[THE REQUEST]
Exactly the lines from the one containing "Indicate the low" through the end of the data below are to be reproduced, and nothing besides them.

## Start GIVEN RECORDS

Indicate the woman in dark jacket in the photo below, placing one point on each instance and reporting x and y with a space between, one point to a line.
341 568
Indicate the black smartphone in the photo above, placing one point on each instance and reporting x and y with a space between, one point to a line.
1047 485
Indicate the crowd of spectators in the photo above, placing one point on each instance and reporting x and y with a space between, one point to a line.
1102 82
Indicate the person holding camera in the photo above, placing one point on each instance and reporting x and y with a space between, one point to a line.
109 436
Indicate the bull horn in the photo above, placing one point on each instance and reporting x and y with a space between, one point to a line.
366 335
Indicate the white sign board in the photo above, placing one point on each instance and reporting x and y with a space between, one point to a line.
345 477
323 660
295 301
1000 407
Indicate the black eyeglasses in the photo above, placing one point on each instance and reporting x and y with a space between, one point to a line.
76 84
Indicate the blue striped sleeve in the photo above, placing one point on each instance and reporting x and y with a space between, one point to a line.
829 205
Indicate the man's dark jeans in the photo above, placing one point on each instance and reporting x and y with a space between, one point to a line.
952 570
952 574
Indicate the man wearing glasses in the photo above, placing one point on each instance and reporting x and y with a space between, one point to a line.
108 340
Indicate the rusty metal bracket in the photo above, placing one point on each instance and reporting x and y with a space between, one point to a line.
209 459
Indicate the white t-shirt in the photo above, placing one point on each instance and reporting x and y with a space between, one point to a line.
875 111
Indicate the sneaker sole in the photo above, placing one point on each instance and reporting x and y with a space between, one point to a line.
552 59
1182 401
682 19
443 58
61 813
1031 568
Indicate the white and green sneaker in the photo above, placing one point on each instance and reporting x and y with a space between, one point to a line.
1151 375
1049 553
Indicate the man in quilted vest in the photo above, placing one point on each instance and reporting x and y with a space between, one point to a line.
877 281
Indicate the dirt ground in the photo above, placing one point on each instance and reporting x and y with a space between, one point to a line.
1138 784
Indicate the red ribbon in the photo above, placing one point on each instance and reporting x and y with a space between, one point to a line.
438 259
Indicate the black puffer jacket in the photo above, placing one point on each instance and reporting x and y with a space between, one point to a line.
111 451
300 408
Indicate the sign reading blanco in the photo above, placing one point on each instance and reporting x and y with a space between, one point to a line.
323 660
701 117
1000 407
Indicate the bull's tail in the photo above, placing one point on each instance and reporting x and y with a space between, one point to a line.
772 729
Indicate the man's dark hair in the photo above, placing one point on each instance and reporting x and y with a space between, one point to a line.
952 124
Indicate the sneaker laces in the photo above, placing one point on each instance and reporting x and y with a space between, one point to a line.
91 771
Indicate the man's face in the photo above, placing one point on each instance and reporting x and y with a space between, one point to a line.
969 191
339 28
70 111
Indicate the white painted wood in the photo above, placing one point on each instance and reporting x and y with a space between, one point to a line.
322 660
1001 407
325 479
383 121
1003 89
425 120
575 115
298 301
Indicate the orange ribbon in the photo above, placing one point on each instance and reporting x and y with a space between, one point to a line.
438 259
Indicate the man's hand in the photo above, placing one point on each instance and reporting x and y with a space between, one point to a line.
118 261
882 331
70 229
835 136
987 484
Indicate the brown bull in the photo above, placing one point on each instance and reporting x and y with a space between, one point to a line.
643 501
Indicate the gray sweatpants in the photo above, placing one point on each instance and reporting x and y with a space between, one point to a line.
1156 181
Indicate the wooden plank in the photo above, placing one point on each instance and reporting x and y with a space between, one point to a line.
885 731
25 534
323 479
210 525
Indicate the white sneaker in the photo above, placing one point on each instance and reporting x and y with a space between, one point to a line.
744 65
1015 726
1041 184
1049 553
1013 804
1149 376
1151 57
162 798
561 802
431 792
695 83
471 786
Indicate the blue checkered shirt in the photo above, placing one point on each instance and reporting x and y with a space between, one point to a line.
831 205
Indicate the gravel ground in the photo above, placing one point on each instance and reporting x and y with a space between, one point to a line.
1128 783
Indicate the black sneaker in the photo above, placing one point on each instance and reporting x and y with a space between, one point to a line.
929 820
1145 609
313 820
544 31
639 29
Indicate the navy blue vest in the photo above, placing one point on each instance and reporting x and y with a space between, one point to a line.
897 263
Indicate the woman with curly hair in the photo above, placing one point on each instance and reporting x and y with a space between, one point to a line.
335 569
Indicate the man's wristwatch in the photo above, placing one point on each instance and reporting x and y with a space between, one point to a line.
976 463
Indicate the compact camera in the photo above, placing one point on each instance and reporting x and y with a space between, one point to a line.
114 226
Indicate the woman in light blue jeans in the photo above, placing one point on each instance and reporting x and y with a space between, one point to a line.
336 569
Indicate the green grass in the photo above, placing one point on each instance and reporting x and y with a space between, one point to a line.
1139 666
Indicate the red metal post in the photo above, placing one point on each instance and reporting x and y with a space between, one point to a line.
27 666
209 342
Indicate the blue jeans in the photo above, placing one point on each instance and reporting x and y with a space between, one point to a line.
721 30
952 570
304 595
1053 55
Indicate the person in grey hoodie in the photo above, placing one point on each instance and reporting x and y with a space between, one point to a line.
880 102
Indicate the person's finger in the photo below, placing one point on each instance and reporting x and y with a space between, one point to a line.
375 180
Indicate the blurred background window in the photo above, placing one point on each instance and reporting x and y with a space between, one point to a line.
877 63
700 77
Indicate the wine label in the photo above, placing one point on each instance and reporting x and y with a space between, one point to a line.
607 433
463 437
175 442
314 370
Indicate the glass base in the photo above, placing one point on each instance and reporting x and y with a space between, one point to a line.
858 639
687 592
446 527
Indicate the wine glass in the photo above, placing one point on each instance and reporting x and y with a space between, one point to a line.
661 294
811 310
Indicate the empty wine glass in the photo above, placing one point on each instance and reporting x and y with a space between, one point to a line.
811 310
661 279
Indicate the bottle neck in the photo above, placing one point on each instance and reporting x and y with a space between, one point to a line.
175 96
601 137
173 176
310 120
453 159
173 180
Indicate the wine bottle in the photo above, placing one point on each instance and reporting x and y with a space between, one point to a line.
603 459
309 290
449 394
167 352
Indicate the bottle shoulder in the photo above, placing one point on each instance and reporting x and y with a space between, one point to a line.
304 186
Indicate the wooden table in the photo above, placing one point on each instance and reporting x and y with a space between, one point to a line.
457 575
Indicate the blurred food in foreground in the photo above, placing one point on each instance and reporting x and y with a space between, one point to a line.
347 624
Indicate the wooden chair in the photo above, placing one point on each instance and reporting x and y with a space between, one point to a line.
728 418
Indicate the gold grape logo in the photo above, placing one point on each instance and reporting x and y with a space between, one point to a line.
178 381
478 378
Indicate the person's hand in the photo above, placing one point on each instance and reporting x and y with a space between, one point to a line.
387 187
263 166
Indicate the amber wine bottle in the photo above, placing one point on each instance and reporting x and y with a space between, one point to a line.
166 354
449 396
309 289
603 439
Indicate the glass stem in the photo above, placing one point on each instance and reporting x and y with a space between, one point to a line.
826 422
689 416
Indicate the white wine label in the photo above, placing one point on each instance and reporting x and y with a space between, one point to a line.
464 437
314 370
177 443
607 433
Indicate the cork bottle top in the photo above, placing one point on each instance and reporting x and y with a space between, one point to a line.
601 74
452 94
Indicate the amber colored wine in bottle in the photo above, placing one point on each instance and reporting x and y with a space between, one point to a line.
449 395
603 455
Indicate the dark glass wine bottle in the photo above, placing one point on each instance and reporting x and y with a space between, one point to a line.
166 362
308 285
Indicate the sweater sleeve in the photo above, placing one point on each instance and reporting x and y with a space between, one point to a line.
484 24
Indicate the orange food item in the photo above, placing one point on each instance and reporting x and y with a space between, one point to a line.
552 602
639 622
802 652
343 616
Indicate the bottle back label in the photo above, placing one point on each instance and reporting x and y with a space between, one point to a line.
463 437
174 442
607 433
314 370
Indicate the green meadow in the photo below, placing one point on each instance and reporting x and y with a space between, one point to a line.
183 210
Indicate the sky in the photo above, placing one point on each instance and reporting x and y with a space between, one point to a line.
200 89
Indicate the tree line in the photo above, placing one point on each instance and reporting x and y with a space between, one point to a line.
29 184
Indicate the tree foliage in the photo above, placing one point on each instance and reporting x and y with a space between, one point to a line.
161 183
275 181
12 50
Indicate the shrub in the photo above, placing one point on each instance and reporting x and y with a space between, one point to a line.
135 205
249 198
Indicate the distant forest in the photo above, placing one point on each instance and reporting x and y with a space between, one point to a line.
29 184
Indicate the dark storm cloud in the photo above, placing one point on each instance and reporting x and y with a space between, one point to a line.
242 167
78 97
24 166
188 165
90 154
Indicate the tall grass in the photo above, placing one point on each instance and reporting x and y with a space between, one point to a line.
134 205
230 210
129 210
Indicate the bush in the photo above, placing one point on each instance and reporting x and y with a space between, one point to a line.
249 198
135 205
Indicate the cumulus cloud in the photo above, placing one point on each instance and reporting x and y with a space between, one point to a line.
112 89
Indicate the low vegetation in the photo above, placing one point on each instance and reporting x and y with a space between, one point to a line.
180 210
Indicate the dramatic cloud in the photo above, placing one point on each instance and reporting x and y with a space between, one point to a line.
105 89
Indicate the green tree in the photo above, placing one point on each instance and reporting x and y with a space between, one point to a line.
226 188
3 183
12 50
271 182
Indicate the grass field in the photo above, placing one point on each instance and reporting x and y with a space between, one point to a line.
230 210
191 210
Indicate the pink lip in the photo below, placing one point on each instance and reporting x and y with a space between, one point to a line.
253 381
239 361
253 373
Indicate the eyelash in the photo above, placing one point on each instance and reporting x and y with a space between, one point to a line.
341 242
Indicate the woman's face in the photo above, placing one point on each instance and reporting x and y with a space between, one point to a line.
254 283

## End GIVEN RECORDS

[EXPECTED OUTPUT]
Indicate the low vegetation in the photo above, placing one point on each instance and reporting x and y with a space between, one point to a line.
180 210
Indicate the dramatic cloud in the photo above, placing one point on each instance and reporting x and y with a space between, one point to a line.
105 89
Indicate the green tree in the photo above, placing one point on each instance and reporting x and y with a space between, one point to a line.
226 188
3 183
12 50
271 182
Indicate the grass field in the photo above, placing one point on each instance and reporting x and y with a space between, one point to a line.
230 210
191 210
Indicate the pink lip in the photo below, placing one point on each instance and reporting x and y with a space between, one point to a line.
253 381
239 361
253 373
Indicate the eyelash in the photo above, placing one point on each instance and reporting x and y with a space between, one point to a line.
341 242
Indicate the woman's face in the photo above, placing one point on each instance and reporting x and y with a space between, one point to a line.
254 283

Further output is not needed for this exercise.